July 14, 2024


Yo Quiero Techno

124th Annual Exhibition of the Pastel Society

11 min read
124th Annual Exhibition of the Pastel Society

I visited the 124th Annual Exhibition of The Pastel Society on Wednesday. The theme of this year’s Pastel Society Exhibition is ‘Pastel Without Boundaries’.

This post covers:

  • general observations about the exhibition – compared to the previous 17 previous annual exhibitions – all of which I have seen and commented on (except for last year when I was immobile post surgery)
  • artwork I liked
  • things which IMO need to change and/or improve

Some exhibition metrics will follow after the end of the exhibition.

This post is later than I intended as I ran into major problems yesterday with Blogger absolutely refusing to upload images. So I waited 24 hours and it’s now back to normal. However this left me more time to mull over over my thoughts on the show. 

Pastel Society Annual Exhibition 2023: Catalogue Cover

You can see my photos of the exhibition on my Facebook Page

Observations about the Exhibition

All that follows needs to be viewed from the perspective that I am a very big fan of dry media and pastels – so some of the comments made below are hard to make – but I think need making. This is far from the best annual exhibition by the Pastel Society that I’ve seen.  I’d very much like to see a much better exhibition next year.

Which is not to say it doesn’t have some very good artists and some very good artwork in the show – but rather that they seemed somewhat submerged.

It does however feel to me that the underlying project management of the total show has not been good.

The Theme: Pastels without boundaries

If you have a theme for a Show then I expect that to be reflected in the content and in the hang. I went back and looked at what it said in the Call for Entries as I couldn’t see any obvious reference to “Pastels without boundaries”

This year’s theme is Pastel without Boundaries. To quote the Society’s President, Richard Rees: “Drawing and painting can provide a time to reflect and lose ourselves in a creative process. As one of the great exponents of pastel, Paula Rego, once said, ‘Art is the only place you can do what you like. That’s freedom.’ Pastel and similar dry media are the most direct way we can express our thoughts and whether on their own or in combination with other media, it has infinite possibilities.”

I still don’t get it. 

There was one section labelled – in a small font size – Pastels without boundaries – but I couldn’t see much difference between the artwork here and anywhere else.

Can you read the “Pastels without boundaries” strapline?
I didn’t know whether this was meant to represent examples of “Pastels without boundaries”

The Hang

diverse artists with diverse styles and diverse colours and diverse subject matter are all hung together – which confuses the eye (my main note about the exhibition)

It wasn’t so much that I disliked the hang so much as I just found quite a lot of it boring and/or the visuals jarring. 

So I sat down with a cup of tea and an extremely hard chocolate cookie (Not nice! it didn’t help matters!) and tried to work out why I felt quite so underwhelmed by the exhibition.

You can find these notes below. 

I also used my other perennial test of any exhibition. I try to remember all the artworks in the show the next day from memory. 

  • With really good shows that are well designed and have good artwork which is well hung, I almost always have a very good visual memory of the whole show and what was where. I have a very good visuo-spatial memory and can recall sometimes those memories weeks, months and sometimes years later.

| Task instructions |
Answer these questions from the exhibition review.
(a) On what day of the week did the writer visit the exhibition?
(b) Who is the Society's President?
(c) What did the writer have with a cup of tea while working out why the exhibition felt underwhelming?

| Recorded data |
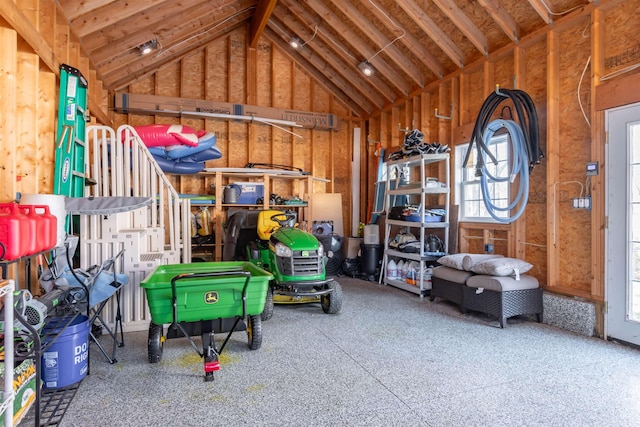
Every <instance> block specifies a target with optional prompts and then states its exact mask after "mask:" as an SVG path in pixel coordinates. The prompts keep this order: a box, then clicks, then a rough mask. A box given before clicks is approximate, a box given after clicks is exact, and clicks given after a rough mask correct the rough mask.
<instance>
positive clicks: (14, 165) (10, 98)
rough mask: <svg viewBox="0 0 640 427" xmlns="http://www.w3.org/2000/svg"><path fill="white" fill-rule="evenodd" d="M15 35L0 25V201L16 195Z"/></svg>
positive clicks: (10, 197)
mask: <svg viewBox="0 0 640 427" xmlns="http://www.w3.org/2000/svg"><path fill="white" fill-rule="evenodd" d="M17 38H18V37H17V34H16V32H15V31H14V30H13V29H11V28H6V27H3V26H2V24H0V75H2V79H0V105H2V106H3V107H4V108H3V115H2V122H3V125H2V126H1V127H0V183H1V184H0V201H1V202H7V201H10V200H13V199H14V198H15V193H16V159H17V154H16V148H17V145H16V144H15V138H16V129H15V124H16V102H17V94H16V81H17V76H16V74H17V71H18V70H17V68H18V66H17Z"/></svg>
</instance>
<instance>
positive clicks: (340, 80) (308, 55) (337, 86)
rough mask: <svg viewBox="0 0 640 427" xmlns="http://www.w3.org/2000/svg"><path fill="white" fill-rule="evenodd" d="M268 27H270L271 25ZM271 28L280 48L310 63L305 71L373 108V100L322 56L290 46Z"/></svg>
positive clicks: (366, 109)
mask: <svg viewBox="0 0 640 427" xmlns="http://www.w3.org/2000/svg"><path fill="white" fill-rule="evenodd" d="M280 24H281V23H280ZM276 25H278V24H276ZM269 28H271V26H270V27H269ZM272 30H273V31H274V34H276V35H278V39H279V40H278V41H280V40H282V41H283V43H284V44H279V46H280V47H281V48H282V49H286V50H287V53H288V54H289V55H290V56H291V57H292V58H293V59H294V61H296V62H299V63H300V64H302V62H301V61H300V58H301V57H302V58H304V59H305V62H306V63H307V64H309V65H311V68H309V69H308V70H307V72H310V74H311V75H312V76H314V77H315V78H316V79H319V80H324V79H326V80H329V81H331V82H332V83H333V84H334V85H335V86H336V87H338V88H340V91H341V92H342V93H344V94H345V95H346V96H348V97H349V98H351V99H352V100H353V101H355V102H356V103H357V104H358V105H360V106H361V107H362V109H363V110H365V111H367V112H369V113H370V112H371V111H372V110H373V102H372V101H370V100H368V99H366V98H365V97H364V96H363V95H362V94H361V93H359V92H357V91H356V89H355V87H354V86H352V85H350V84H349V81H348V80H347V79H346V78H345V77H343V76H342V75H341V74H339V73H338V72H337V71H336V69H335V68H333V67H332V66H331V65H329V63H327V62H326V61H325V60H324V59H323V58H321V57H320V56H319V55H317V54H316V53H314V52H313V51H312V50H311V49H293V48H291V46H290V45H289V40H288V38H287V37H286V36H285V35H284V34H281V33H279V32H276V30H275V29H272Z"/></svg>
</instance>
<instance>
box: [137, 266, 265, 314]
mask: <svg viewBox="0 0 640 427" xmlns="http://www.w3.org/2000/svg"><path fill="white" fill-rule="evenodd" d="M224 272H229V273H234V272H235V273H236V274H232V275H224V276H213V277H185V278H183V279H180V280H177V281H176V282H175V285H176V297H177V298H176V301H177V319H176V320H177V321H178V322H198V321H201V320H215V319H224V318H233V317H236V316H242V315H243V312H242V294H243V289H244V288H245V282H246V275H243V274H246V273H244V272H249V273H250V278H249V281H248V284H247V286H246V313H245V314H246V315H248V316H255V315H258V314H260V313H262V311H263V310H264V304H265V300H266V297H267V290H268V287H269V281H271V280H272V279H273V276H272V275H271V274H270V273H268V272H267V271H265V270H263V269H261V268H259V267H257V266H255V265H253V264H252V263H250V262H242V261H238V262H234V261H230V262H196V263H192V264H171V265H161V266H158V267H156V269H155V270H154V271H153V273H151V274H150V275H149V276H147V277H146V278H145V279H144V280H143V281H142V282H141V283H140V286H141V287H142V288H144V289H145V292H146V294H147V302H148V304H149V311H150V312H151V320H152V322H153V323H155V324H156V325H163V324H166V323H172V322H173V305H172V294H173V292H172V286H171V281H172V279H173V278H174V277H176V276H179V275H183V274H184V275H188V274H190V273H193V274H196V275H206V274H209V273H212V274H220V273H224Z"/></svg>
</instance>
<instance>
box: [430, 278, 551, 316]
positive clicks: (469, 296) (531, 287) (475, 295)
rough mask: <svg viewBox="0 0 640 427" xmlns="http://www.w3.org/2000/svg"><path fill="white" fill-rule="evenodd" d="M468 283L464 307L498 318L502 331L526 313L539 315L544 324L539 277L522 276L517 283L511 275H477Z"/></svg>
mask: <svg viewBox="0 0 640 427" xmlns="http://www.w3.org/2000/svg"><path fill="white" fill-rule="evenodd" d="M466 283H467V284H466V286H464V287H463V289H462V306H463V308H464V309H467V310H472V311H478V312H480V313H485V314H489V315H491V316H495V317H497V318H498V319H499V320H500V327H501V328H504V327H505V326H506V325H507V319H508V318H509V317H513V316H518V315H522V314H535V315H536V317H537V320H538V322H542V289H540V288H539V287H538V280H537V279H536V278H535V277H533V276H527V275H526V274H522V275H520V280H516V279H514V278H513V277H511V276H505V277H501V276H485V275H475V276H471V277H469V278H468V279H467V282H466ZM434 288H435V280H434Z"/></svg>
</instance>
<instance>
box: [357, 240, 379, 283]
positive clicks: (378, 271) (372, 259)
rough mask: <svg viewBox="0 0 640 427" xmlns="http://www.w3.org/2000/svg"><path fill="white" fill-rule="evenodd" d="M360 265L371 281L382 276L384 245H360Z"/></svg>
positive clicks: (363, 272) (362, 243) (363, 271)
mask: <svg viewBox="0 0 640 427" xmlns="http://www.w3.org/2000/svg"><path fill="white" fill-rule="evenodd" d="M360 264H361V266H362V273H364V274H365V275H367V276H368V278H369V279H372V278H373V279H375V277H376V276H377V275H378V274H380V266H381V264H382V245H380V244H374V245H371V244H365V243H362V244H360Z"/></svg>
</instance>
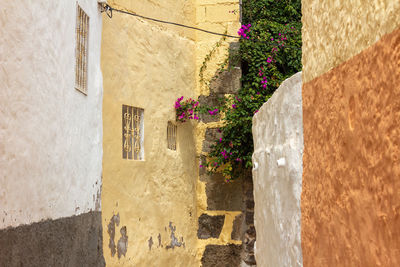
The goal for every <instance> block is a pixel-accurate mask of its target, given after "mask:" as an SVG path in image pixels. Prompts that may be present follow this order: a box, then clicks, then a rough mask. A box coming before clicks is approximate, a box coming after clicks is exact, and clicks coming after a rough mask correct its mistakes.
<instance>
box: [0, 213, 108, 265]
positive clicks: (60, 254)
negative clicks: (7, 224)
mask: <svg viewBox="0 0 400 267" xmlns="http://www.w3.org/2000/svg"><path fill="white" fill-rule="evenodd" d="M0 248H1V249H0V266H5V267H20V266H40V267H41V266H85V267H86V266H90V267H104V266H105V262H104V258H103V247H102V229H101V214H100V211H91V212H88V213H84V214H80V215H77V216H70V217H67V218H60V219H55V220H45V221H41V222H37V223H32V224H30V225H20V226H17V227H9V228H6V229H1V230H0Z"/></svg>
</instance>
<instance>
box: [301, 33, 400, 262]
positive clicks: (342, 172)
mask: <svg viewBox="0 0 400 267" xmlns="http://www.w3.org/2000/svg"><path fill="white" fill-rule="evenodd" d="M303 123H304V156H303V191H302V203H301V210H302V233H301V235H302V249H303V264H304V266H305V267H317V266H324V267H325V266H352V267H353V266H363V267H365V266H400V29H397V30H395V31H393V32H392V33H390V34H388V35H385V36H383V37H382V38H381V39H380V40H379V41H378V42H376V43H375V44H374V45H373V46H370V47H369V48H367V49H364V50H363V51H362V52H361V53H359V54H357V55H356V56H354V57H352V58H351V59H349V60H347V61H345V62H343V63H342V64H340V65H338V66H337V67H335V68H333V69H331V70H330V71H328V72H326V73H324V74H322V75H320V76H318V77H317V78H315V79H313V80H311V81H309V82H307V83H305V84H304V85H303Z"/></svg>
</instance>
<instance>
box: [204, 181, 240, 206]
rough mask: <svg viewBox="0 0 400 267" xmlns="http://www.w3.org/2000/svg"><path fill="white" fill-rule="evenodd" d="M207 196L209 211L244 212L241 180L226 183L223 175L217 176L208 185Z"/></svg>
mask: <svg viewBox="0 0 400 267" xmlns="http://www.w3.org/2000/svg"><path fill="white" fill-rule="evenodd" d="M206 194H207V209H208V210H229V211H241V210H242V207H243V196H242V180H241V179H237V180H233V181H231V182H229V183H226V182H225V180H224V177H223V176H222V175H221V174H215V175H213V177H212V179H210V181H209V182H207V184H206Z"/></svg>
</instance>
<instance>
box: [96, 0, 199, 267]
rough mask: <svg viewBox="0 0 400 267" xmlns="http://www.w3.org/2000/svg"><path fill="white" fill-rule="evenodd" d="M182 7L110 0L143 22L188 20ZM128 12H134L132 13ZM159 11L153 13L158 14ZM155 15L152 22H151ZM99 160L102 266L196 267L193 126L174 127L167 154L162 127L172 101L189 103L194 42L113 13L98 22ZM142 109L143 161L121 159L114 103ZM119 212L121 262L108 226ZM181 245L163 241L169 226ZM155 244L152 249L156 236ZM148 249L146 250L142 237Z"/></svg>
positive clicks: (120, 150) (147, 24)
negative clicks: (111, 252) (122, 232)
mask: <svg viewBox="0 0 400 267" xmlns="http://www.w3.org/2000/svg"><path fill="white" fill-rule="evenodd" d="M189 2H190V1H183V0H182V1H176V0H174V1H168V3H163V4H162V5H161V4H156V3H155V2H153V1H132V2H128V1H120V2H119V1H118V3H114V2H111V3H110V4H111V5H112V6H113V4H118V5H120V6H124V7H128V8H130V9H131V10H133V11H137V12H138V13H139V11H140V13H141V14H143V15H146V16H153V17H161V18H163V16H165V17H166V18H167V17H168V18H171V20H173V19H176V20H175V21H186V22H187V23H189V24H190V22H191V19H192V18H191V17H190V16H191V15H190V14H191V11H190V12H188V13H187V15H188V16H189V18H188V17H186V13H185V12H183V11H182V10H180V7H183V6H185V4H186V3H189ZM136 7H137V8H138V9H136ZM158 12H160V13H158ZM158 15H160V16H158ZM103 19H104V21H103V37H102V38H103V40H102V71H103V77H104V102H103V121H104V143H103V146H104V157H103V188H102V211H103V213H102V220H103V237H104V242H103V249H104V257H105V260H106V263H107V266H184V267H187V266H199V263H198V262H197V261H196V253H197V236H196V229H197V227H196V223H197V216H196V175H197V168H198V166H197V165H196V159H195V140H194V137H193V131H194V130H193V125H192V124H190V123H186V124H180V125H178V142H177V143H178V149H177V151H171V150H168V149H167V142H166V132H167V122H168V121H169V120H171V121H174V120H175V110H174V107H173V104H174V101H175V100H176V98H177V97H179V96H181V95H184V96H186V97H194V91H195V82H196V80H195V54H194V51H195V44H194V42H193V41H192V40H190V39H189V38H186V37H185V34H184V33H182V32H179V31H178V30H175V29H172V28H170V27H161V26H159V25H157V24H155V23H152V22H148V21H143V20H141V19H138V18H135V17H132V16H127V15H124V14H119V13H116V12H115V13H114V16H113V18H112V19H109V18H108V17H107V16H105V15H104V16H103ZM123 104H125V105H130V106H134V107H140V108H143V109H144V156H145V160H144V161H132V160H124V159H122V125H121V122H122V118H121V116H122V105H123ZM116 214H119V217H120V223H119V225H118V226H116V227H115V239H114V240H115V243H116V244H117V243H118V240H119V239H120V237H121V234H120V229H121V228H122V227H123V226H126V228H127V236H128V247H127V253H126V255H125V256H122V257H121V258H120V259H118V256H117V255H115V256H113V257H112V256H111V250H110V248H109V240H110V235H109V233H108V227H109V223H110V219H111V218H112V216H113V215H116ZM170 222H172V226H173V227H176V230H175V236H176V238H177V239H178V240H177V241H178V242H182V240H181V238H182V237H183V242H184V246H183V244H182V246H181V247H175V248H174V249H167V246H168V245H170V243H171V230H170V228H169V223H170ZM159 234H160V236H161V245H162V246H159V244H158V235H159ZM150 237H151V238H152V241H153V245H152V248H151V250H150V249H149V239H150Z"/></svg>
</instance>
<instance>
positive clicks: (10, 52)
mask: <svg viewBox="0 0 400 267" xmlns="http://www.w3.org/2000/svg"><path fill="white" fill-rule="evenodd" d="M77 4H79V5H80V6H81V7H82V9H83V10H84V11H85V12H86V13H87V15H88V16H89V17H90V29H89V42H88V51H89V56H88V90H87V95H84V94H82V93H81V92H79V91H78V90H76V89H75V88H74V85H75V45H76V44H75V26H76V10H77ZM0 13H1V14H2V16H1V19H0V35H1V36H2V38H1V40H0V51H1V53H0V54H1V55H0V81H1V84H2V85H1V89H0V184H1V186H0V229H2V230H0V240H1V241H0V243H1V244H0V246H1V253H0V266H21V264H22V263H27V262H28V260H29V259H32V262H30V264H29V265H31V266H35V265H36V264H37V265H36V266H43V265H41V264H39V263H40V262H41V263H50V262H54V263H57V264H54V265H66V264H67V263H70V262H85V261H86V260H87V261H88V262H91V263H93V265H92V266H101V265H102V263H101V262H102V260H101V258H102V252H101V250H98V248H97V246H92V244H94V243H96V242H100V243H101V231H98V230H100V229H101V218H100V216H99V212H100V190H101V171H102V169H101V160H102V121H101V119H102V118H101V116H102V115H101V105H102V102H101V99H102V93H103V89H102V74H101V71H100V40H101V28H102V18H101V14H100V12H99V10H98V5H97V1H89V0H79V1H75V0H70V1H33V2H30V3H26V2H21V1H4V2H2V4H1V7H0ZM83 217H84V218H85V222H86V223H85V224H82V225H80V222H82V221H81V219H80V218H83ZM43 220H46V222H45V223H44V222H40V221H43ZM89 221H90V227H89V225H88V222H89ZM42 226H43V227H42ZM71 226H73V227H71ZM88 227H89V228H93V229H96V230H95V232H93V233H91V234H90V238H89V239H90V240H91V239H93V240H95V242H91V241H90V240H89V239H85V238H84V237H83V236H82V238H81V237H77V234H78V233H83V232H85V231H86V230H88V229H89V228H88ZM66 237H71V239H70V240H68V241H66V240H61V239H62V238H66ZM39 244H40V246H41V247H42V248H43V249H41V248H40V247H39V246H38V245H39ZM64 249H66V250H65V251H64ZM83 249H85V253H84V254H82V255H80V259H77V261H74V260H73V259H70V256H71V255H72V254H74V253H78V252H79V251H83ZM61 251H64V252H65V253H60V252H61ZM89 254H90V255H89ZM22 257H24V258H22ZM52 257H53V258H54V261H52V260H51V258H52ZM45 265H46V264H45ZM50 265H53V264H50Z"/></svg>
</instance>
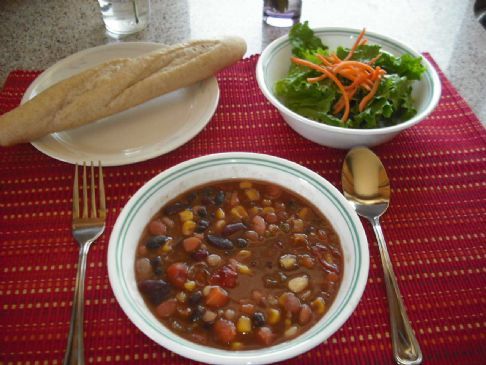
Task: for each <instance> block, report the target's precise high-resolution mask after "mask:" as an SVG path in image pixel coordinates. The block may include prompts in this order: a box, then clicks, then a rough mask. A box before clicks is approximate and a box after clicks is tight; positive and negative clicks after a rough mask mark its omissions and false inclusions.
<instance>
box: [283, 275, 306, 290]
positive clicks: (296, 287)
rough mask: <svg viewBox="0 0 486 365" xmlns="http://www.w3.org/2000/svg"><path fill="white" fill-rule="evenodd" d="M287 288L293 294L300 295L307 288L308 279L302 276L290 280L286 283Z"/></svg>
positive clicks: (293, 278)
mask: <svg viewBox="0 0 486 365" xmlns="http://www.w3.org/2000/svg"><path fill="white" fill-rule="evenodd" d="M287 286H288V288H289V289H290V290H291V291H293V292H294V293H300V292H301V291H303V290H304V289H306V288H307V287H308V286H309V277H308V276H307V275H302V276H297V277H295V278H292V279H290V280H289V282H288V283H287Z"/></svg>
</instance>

| Exercise response |
(a) Wednesday
(b) Richard Rees
(c) An extremely hard chocolate cookie